--- start Records for the exercise ---
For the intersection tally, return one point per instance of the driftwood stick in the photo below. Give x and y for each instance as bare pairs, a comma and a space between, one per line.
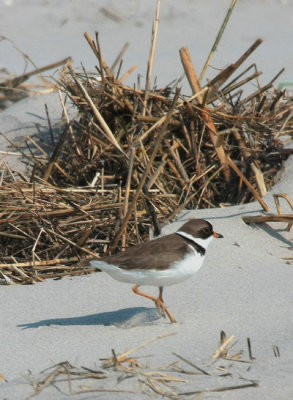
247, 183
151, 56
195, 85
218, 38
159, 140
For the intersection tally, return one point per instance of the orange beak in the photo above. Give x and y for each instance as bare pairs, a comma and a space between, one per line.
218, 235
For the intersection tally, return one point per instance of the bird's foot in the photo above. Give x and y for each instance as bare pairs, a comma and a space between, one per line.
163, 310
--- end Records for the exercise ---
**The exercise:** Copy the material above word for word, including every line of text and every coordinate pair, but leave out the picture.

**Task output:**
For the intersection tally, return one point per instance of the driftwood stick in the photo below. Give x and y for each instance as bare pairs, a comma and a space between, one per line.
247, 183
151, 56
195, 85
218, 38
159, 140
For the intersection tally, return one point per instance of the orange beak in the photo above. Give x and y for each instance as bare pairs, a comma and a space between, one per line.
218, 235
For the intersection tally, return one point per instance of the bird's foot in the photo above. Give x and y for each instance as bare pairs, a comma and a space between, one per line.
163, 310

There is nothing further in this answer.